“It’s very clear that private-sector jobs have been doing just fine; it’s the public-sector jobs where we’ve lost huge numbers, and that’s what this legislation is all about,” Senate Majority Leader, Harry Reid (D-NV)
In a recent Associated Press article by Tom Raum, the writer noted:
“Conservative Republicans have long clamored for government downsizing. They’re starting to get it – by default.
“Crippled by plunging tax revenues, state and local governments have she over half-a-million jobs since the recession began in December 2007. And., after adding jobs early in the downturn, the federal government is not cutting them, as well.”
So how is Oregon doing after twenty-five years of Democrat administrations and Democrat dominated legislatures?

Problem 1 -
Restate the passage on public-sector job losses starting with "In a recent" and going on through "Democrat dominated legislatures?", substituting "Fiscal hawks" for "Conservative Republicans".
Problem 2 -
Answer from the passage on public-sector job losses:
(a) What position does Harry Reid hold?
(b) Who wrote the Associated Press article?
(c) When did the recession begin, according to that article?
Problem 3 -
In the passage on public-sector job losses, condense the paragraph beginning "It's very clear that private-sector jobs" into one shorter sentence that keeps its main facts.

Data extracts -
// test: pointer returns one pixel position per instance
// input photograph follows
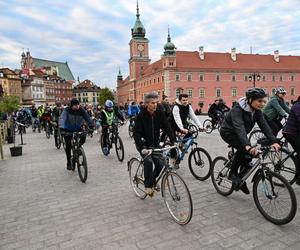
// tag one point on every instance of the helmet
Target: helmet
(109, 104)
(74, 102)
(255, 93)
(280, 90)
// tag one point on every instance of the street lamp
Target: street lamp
(255, 77)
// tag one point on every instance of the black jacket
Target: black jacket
(240, 122)
(148, 127)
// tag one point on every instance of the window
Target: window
(178, 91)
(292, 91)
(201, 92)
(292, 78)
(234, 92)
(201, 77)
(233, 78)
(190, 92)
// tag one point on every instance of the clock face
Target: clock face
(140, 47)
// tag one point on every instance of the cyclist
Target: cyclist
(180, 113)
(146, 135)
(133, 111)
(292, 133)
(71, 120)
(55, 118)
(215, 112)
(276, 109)
(108, 115)
(237, 124)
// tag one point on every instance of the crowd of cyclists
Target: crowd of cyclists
(156, 121)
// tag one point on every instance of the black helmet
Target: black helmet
(255, 93)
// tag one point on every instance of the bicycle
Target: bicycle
(208, 124)
(199, 160)
(113, 138)
(268, 187)
(131, 126)
(173, 188)
(78, 157)
(36, 124)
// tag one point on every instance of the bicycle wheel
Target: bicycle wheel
(207, 124)
(119, 148)
(136, 177)
(283, 164)
(200, 163)
(130, 130)
(277, 203)
(219, 173)
(254, 136)
(194, 130)
(177, 198)
(81, 165)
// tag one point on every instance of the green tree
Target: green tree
(9, 104)
(105, 94)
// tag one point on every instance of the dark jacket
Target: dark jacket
(293, 123)
(148, 127)
(72, 120)
(240, 120)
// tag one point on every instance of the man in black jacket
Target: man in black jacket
(146, 135)
(237, 124)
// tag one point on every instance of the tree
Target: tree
(9, 104)
(105, 94)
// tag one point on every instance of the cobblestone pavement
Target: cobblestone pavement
(44, 206)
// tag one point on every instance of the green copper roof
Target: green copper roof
(138, 30)
(169, 46)
(63, 68)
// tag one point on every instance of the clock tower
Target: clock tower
(139, 49)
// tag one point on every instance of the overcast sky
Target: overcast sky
(93, 35)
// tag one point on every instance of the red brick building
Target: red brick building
(204, 76)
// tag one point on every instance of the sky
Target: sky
(93, 35)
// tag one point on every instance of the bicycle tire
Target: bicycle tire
(286, 169)
(130, 130)
(82, 165)
(254, 136)
(119, 147)
(285, 187)
(207, 124)
(192, 128)
(168, 187)
(219, 176)
(199, 169)
(136, 178)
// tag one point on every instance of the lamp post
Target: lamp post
(255, 77)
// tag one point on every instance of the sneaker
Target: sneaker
(105, 151)
(149, 191)
(69, 167)
(244, 188)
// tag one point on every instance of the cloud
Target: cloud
(93, 35)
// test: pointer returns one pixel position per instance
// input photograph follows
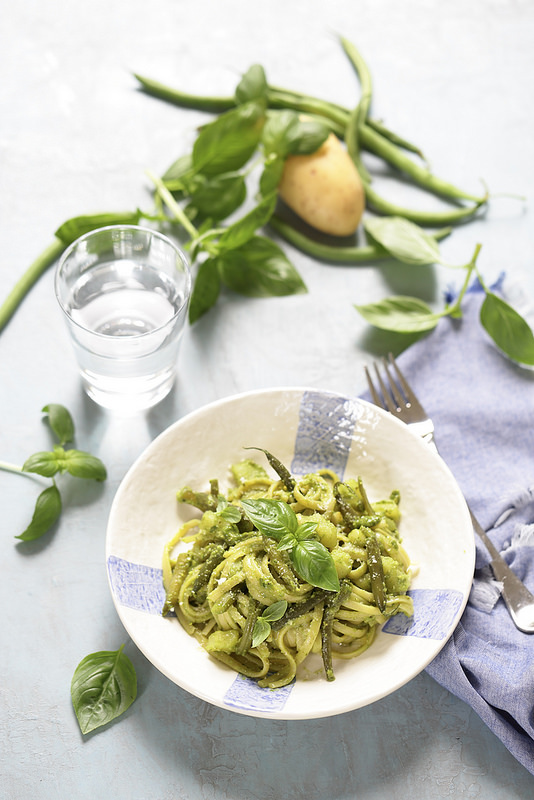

Answer section 1 -
In a recent Associated Press article by Tom Raum, the writer noted:
“Fiscal hawks have long clamored for government downsizing. They’re starting to get it – by default.
“Crippled by plunging tax revenues, state and local governments have she over half-a-million jobs since the recession began in December 2007. And., after adding jobs early in the downturn, the federal government is not cutting them, as well.”
So how is Oregon doing after twenty-five years of Democrat administrations and Democrat dominated legislatures?

Answer section 2 -
(a) Senate Majority Leader
(b) Tom Raum
(c) December 2007

Answer section 3 -
Senate Majority Leader Harry Reid (D-NV) said private-sector jobs have been doing fine, while the public sector has lost huge numbers of jobs, and that is what the legislation is about.